::: Source data
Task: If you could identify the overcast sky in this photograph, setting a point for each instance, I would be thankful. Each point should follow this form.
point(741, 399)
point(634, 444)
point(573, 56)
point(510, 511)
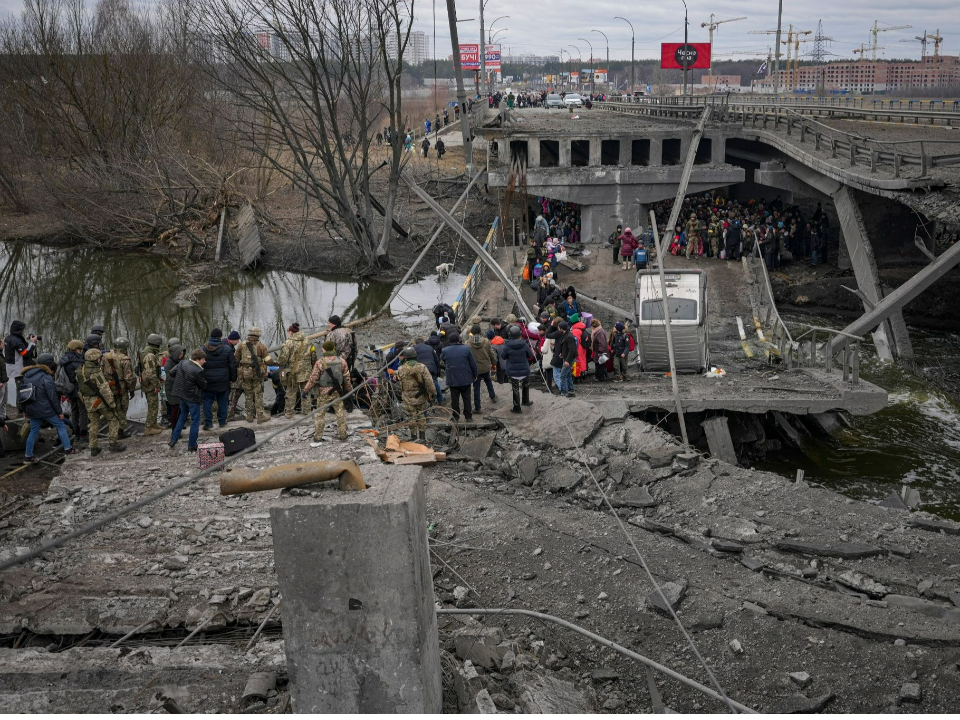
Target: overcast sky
point(541, 27)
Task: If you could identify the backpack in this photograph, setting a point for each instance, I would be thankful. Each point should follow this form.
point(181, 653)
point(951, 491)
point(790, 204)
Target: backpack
point(26, 394)
point(61, 382)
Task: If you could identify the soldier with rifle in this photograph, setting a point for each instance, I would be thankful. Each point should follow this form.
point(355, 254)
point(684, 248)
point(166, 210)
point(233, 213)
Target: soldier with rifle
point(332, 375)
point(98, 399)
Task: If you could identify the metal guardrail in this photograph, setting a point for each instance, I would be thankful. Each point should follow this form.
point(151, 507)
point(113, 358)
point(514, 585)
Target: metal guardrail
point(858, 149)
point(475, 277)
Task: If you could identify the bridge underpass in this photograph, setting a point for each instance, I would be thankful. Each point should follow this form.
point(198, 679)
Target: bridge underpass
point(865, 180)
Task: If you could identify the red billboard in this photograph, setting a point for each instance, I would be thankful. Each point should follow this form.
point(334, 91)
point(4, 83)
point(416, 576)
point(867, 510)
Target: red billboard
point(681, 56)
point(470, 57)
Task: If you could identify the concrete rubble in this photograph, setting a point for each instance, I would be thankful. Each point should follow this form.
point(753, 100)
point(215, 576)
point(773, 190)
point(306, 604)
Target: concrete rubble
point(799, 599)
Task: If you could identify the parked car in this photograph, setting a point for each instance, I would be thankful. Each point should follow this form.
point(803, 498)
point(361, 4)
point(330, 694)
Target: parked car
point(554, 100)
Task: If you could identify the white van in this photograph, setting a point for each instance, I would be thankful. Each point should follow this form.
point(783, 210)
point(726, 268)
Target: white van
point(687, 304)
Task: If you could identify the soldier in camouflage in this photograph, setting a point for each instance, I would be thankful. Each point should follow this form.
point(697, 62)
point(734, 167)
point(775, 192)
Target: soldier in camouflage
point(332, 375)
point(150, 381)
point(297, 358)
point(252, 360)
point(343, 338)
point(99, 400)
point(416, 389)
point(118, 370)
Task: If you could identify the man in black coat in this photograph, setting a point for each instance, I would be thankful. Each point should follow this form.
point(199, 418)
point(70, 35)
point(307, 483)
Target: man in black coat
point(43, 406)
point(564, 355)
point(220, 370)
point(461, 374)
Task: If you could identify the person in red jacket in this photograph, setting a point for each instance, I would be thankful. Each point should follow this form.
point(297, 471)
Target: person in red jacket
point(628, 243)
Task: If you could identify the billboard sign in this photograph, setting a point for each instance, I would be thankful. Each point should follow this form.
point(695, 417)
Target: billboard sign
point(470, 57)
point(684, 56)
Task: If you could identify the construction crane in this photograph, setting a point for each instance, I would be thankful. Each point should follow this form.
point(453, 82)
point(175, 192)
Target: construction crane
point(877, 29)
point(793, 39)
point(713, 25)
point(864, 48)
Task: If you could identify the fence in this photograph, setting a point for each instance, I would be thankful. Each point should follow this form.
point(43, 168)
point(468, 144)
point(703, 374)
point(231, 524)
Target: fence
point(475, 277)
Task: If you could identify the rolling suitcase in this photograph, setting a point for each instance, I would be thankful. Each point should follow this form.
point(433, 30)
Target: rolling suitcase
point(237, 440)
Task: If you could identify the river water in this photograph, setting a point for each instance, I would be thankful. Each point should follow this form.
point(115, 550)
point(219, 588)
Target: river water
point(914, 441)
point(61, 293)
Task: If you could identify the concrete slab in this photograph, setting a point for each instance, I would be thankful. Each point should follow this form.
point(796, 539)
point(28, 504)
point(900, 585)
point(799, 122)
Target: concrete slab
point(360, 626)
point(552, 417)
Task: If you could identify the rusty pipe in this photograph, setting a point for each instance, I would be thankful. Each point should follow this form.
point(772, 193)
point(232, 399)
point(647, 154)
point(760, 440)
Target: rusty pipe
point(242, 480)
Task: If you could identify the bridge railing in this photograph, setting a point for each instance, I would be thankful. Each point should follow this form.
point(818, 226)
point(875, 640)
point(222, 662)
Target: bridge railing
point(858, 150)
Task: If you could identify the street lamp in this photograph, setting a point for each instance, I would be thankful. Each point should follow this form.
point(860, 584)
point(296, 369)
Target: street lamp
point(686, 23)
point(608, 48)
point(593, 84)
point(490, 29)
point(633, 43)
point(580, 58)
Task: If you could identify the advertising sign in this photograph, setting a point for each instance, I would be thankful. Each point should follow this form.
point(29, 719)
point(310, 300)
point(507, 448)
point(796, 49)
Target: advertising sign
point(470, 57)
point(680, 56)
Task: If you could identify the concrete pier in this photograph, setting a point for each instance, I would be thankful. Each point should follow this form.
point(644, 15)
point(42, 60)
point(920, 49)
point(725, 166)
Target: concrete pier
point(359, 625)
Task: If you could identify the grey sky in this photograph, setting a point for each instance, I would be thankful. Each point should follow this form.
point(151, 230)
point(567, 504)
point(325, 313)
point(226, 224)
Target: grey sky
point(543, 26)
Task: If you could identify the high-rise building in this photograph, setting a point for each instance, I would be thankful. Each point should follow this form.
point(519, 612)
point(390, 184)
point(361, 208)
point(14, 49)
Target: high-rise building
point(417, 50)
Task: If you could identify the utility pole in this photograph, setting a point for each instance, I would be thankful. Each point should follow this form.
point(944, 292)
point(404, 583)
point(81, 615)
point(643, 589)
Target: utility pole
point(483, 53)
point(608, 51)
point(461, 91)
point(686, 25)
point(776, 51)
point(633, 44)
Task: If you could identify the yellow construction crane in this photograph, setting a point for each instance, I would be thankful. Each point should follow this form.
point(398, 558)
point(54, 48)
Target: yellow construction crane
point(877, 29)
point(713, 25)
point(864, 49)
point(922, 39)
point(793, 39)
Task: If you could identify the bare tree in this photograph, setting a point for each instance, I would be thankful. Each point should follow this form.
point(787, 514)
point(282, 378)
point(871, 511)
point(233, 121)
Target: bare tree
point(310, 83)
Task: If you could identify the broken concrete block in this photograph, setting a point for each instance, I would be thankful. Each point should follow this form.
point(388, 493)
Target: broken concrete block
point(673, 592)
point(911, 693)
point(845, 551)
point(635, 497)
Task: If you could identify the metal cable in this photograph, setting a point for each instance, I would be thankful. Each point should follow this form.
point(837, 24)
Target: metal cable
point(607, 643)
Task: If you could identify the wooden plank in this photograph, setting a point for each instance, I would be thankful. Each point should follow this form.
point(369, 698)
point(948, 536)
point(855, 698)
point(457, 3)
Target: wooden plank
point(248, 237)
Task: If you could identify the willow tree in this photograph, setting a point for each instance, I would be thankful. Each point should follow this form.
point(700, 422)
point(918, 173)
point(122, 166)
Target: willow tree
point(310, 82)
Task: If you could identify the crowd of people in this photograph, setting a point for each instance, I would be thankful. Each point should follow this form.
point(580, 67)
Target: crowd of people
point(715, 227)
point(97, 381)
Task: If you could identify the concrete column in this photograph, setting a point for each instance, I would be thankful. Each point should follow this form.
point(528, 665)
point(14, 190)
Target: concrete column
point(594, 152)
point(656, 151)
point(718, 154)
point(533, 152)
point(359, 622)
point(885, 337)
::::::
### What is required
Copy out verbatim the lines of the records between the line holding "Task: If you could identify the rolling" and the line holding "point(237, 440)", inclusive.

### Reply to the exercise
Task: If you could identify the rolling suitcase in this photograph, setting a point for each instance, I would be thankful. Each point should follow this form.
point(433, 30)
Target: rolling suitcase
point(237, 440)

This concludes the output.